Furr estimated the Eastover development could bump home values up between 10 percent and 15 percent.

“We’ve lost that (during the recession),” she said. “Between the (District) and hopefully the growth of the economy, we should get that back. Something like that is going to do huge things for this area, and not just this area. It could span farther than that. We have a lot of (older homes) in Jackson. People are doing a lot of renovating and adding-on, and there’s some new construction. When you have a new complex like that, I think it could do for our area what Renaissance has done for Ridgeland.

“It depends on what tenants (Duckworth) gets. I really think he’s looking for niche retail shops, like the specialty grocery store.”

Duckworth told the MBJ in September that his retail targets will be a mix of locally owned shops and niche national chains that are not already in the Metro Jackson market.

The popularity of those retail tenants could be the difference between the development having a significant impact on area home values, or having a nominal one, said Realtor Traci Maloney.

“If it’s done right, I think it can have a positive effect,” said Maloney, who owns Traci Maloney Real Estate. “What I would compare it to is the Highland Park area in Dallas, where it blends into the neighborhood instead of sticking out. Hopefully we won’t have any 10-story buildings. If it’s done appropriately, it could enhance property values and enhance the area overall.”

Maloney said it’s more likely the most immediate effect the District will have on the area has nothing to do with a home’s selling price: time on the market. Instead of a home occupying the market for six months, it could potentially sell within 30 to 60 days.

Data extract:

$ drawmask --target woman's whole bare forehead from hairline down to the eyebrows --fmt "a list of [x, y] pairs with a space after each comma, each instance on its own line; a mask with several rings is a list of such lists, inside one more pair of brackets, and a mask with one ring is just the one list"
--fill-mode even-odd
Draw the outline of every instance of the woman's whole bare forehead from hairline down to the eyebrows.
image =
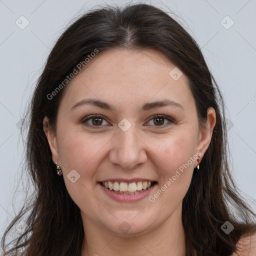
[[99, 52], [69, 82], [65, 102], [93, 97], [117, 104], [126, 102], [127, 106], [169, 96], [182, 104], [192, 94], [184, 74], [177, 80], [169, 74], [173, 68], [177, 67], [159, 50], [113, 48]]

==

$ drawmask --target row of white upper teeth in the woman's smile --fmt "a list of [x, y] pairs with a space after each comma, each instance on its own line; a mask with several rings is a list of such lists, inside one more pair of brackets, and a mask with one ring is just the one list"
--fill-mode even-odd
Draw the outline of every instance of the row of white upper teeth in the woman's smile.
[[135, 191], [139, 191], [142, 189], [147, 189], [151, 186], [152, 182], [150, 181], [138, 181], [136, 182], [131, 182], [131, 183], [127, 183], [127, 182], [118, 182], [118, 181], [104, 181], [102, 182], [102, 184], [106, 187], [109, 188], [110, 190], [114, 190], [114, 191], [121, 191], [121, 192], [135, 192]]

What this task involves: Reproduce word for word the whole news excerpt above on the Eastover development and Jackson home values.

Output:
Furr estimated the Eastover development could bump home values up between 10 percent and 15 percent.

“We’ve lost that (during the recession),” she said. “Between the (District) and hopefully the growth of the economy, we should get that back. Something like that is going to do huge things for this area, and not just this area. It could span farther than that. We have a lot of (older homes) in Jackson. People are doing a lot of renovating and adding-on, and there’s some new construction. When you have a new complex like that, I think it could do for our area what Renaissance has done for Ridgeland.

“It depends on what tenants (Duckworth) gets. I really think he’s looking for niche retail shops, like the specialty grocery store.”

Duckworth told the MBJ in September that his retail targets will be a mix of locally owned shops and niche national chains that are not already in the Metro Jackson market.

The popularity of those retail tenants could be the difference between the development having a significant impact on area home values, or having a nominal one, said Realtor Traci Maloney.

“If it’s done right, I think it can have a positive effect,” said Maloney, who owns Traci Maloney Real Estate. “What I would compare it to is the Highland Park area in Dallas, where it blends into the neighborhood instead of sticking out. Hopefully we won’t have any 10-story buildings. If it’s done appropriately, it could enhance property values and enhance the area overall.”

Maloney said it’s more likely the most immediate effect the District will have on the area has nothing to do with a home’s selling price: time on the market. Instead of a home occupying the market for six months, it could potentially sell within 30 to 60 days.